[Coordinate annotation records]
──────────────────────────────
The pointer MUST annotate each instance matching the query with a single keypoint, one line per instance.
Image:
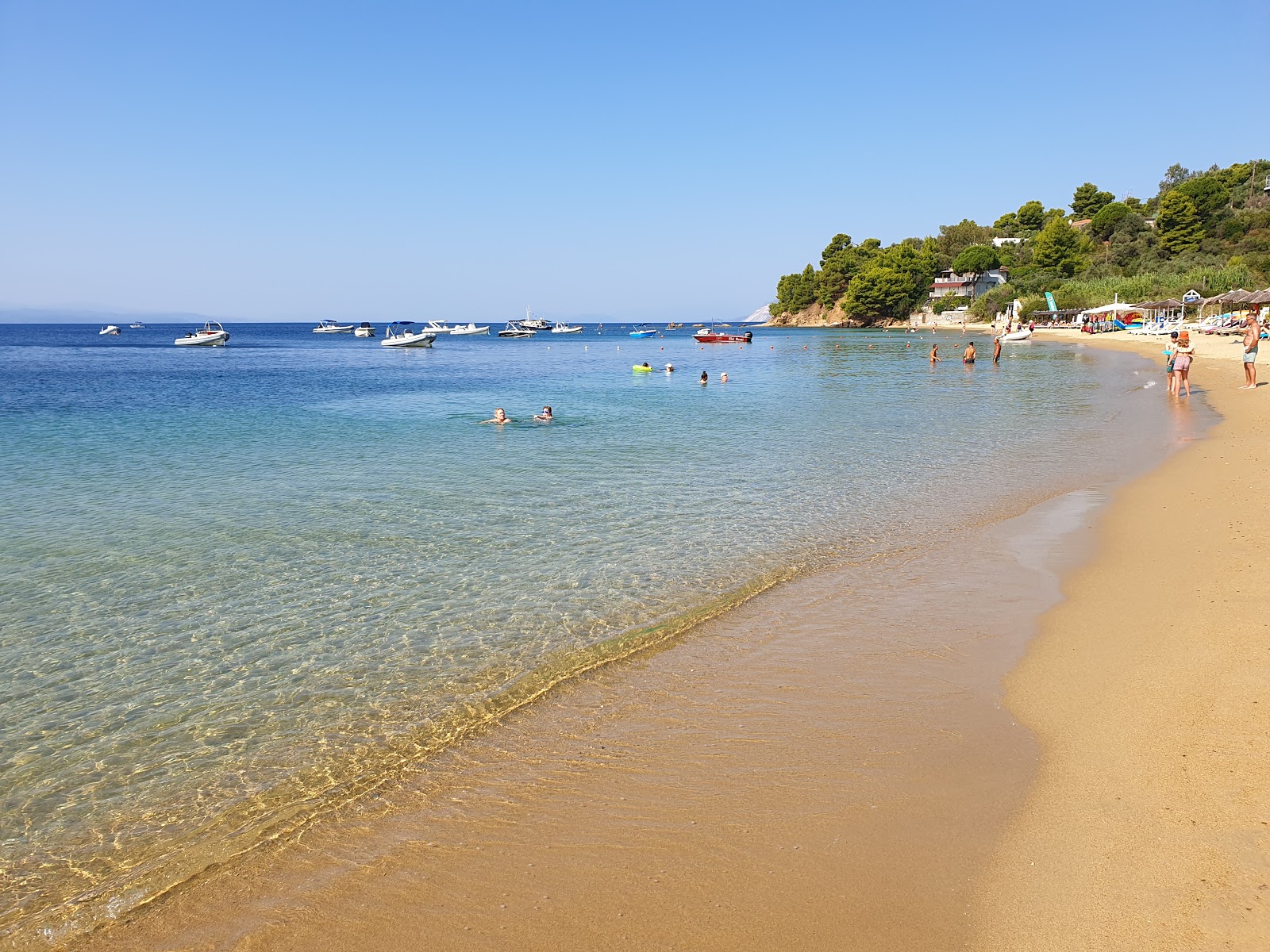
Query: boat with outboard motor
(329, 327)
(516, 329)
(211, 336)
(399, 334)
(714, 336)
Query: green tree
(1178, 224)
(879, 291)
(1210, 197)
(1087, 201)
(1058, 247)
(1108, 217)
(1030, 216)
(976, 260)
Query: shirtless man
(1251, 340)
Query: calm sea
(241, 585)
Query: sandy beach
(768, 784)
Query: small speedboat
(211, 336)
(333, 328)
(399, 334)
(514, 329)
(715, 336)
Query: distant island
(1203, 230)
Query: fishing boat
(333, 328)
(717, 336)
(399, 334)
(516, 329)
(211, 336)
(535, 323)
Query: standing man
(1251, 340)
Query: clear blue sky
(375, 160)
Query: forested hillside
(1208, 230)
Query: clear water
(239, 585)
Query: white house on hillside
(949, 282)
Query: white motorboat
(333, 328)
(535, 323)
(211, 336)
(514, 329)
(399, 334)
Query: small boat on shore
(516, 329)
(333, 328)
(714, 336)
(399, 334)
(211, 336)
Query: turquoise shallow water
(241, 584)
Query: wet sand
(1149, 827)
(825, 767)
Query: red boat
(713, 336)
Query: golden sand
(1149, 827)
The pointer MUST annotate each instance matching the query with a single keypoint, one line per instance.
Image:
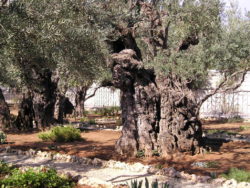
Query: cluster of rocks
(227, 137)
(169, 173)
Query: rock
(152, 170)
(170, 172)
(31, 152)
(219, 181)
(97, 162)
(94, 182)
(203, 179)
(199, 164)
(8, 149)
(230, 184)
(243, 185)
(76, 178)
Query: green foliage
(108, 111)
(217, 131)
(5, 168)
(35, 179)
(156, 153)
(38, 35)
(61, 134)
(140, 154)
(212, 164)
(155, 184)
(2, 137)
(237, 174)
(244, 127)
(118, 122)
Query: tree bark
(4, 112)
(80, 98)
(62, 107)
(158, 114)
(44, 98)
(25, 118)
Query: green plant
(61, 134)
(45, 178)
(156, 153)
(244, 127)
(5, 168)
(2, 137)
(212, 164)
(118, 122)
(155, 184)
(213, 131)
(159, 166)
(213, 175)
(140, 154)
(237, 174)
(91, 122)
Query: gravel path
(114, 173)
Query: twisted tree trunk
(44, 98)
(4, 112)
(25, 118)
(158, 114)
(80, 98)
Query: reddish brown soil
(100, 144)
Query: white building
(236, 103)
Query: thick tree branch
(93, 94)
(221, 88)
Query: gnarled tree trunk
(80, 98)
(44, 98)
(158, 114)
(4, 112)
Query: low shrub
(61, 134)
(244, 127)
(212, 164)
(2, 137)
(46, 178)
(5, 168)
(155, 184)
(237, 174)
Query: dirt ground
(100, 144)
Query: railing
(231, 104)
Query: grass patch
(61, 134)
(2, 137)
(216, 131)
(31, 178)
(5, 168)
(238, 174)
(212, 164)
(140, 154)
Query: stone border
(136, 167)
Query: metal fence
(236, 103)
(231, 104)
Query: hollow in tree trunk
(25, 118)
(44, 98)
(80, 98)
(158, 114)
(4, 112)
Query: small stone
(243, 185)
(219, 181)
(203, 179)
(97, 162)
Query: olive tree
(41, 37)
(162, 52)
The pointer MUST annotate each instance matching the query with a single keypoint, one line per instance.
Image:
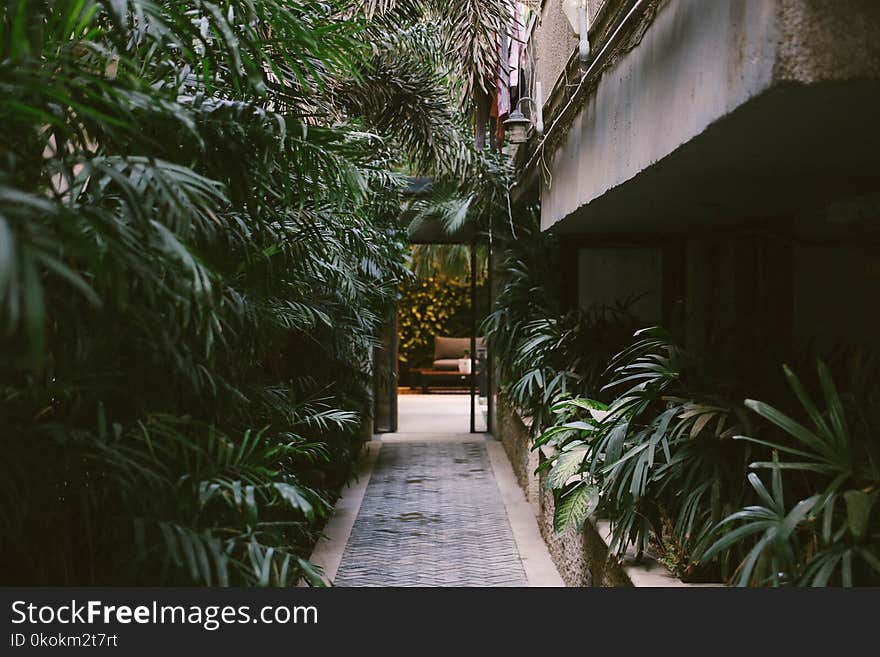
──────────────────────────────
## What you are asked to do
Copy the entries from the line with "Query: metal fence" through the end of the entries, substituting "fig tree" for "olive tree" and keeping everything else the same. Leave the pictures out.

## Written answer
Query: metal fence
(236, 103)
(231, 104)
Query: hollow in tree trunk
(25, 118)
(44, 98)
(80, 98)
(158, 114)
(4, 112)
Query: small stone
(243, 185)
(219, 181)
(203, 179)
(97, 162)
Query: fig tree
(41, 37)
(162, 52)
The pointer MUST annotate each instance matching the query with a single keypoint, one line per instance.
Image:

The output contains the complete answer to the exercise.